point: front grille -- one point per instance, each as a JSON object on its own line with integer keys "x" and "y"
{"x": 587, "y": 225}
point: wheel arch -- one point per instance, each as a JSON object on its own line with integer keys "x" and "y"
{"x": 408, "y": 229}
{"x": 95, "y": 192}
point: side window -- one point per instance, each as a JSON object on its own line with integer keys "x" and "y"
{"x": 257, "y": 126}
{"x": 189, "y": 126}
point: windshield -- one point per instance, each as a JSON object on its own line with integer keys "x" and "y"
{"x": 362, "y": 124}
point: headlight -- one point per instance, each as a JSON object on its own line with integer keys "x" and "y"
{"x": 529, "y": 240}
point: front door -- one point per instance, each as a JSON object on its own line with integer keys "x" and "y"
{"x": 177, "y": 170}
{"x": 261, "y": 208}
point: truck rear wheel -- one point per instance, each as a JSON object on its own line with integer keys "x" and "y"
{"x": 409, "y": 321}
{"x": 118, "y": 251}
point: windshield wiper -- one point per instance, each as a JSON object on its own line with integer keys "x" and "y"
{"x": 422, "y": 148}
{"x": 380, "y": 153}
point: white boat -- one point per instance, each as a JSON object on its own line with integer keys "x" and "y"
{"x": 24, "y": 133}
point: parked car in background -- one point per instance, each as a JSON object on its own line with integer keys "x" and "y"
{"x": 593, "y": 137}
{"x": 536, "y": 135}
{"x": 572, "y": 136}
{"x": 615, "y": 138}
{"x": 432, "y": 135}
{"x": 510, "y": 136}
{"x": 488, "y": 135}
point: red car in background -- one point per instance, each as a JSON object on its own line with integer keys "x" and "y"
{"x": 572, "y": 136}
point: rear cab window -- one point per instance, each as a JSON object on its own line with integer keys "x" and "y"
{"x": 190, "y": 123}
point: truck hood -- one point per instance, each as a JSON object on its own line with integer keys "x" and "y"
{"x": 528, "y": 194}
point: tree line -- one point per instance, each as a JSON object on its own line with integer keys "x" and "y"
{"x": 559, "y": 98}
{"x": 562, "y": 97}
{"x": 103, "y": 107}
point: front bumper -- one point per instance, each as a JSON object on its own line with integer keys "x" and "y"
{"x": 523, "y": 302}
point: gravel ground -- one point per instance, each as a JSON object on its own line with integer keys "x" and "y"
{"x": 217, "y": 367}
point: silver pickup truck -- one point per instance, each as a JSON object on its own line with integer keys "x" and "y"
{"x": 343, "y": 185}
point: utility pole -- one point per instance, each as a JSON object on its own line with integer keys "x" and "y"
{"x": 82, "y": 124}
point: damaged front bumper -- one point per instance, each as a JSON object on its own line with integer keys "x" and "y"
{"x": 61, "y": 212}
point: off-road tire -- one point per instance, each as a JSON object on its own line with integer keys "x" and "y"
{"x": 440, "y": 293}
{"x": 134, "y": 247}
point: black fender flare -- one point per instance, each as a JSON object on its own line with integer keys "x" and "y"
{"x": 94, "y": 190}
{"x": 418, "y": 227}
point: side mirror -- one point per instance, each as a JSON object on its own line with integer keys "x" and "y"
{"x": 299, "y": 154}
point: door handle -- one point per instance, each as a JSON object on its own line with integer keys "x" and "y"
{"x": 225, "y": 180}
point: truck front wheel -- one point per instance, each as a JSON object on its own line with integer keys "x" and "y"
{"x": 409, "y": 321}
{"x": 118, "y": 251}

——————————

**Job:** Extract each line of the material exactly as it stands.

**Exercise result:**
point: front grille -- one point per instance, each as a JSON object on its own line with integer keys "x" and "y"
{"x": 587, "y": 225}
point: wheel arch -- one point per instance, each as a JSON object on its own line with integer keys "x" and "y"
{"x": 408, "y": 229}
{"x": 95, "y": 192}
point: side window -- one point per instance, each as a JSON object on its own line with integer keys "x" and "y"
{"x": 257, "y": 126}
{"x": 189, "y": 126}
point: windshield -- one point per instance, each as a JSON object on its own line with integer keys "x" and "y"
{"x": 362, "y": 124}
point: headlight -- one point per instance, each as a JSON object on its own line with integer keys "x" and "y"
{"x": 529, "y": 240}
point: front door -- one point per instance, each as a JSON object on its own line with integer keys "x" and "y"
{"x": 177, "y": 170}
{"x": 261, "y": 208}
point: truck rear wheel -- one point per instance, each as a JSON object on its own line with integer keys "x" and "y"
{"x": 409, "y": 321}
{"x": 118, "y": 251}
point: windshield wiper -- one point per instance, each as a JSON object on its own line with integer keys "x" and "y"
{"x": 422, "y": 148}
{"x": 380, "y": 153}
point: white boat -- one point per instance, each as a JSON object on its own line with integer keys "x" and "y"
{"x": 24, "y": 133}
point: parked car in background -- one point per instance, each as a JSON object on its own line with integer keys "x" and "y"
{"x": 593, "y": 137}
{"x": 536, "y": 135}
{"x": 572, "y": 136}
{"x": 615, "y": 138}
{"x": 432, "y": 135}
{"x": 510, "y": 136}
{"x": 488, "y": 135}
point: red car in background -- one point per instance, each as a JSON object on its own line with integer keys "x" and "y"
{"x": 572, "y": 136}
point: rear cab window -- one point per instance, each as a JSON object on its own line with integer keys "x" and "y"
{"x": 190, "y": 123}
point: truck hood -- one point per instance, each as a JSON object on its own line with integer keys "x" and "y"
{"x": 528, "y": 194}
point: tree line -- one point per instance, each as a JSON object on its own line with integer keys "x" and "y"
{"x": 559, "y": 98}
{"x": 562, "y": 97}
{"x": 103, "y": 107}
point: front bumper -- one point per instance, each as a JSON object on its own line with integer keys "x" and "y"
{"x": 523, "y": 302}
point: gravel ground -- one point per instance, each as a JSON object on its own line with integer keys "x" and "y"
{"x": 217, "y": 367}
point: silver pickup truck -- one point per instance, each as a JSON object on its own line with integer keys "x" and "y"
{"x": 343, "y": 185}
point: utility pole -- one point per instance, each as a JSON object on its own line with integer keys "x" and "y"
{"x": 82, "y": 124}
point: damaged front bumper -- one point per instance, each as a JSON object on its own line with integer keys "x" and "y"
{"x": 61, "y": 212}
point: off-road tire -- one point per instance, each as a JSON object on its own line with integer keys "x" and "y"
{"x": 440, "y": 293}
{"x": 134, "y": 247}
point: black fender flare -- one point per instance, each as a JSON object on its own line with integer keys "x" and "y"
{"x": 94, "y": 190}
{"x": 418, "y": 227}
point: side mirror -- one point per instance, each as a JSON object on its own line with integer keys "x" and "y"
{"x": 299, "y": 154}
point: door handle -- one point per instance, each as a JSON object on its own line with integer keys "x" and "y"
{"x": 225, "y": 180}
point: truck front wheel -- one point per instance, each as a JSON object on its own line with integer keys "x" and "y"
{"x": 409, "y": 321}
{"x": 118, "y": 251}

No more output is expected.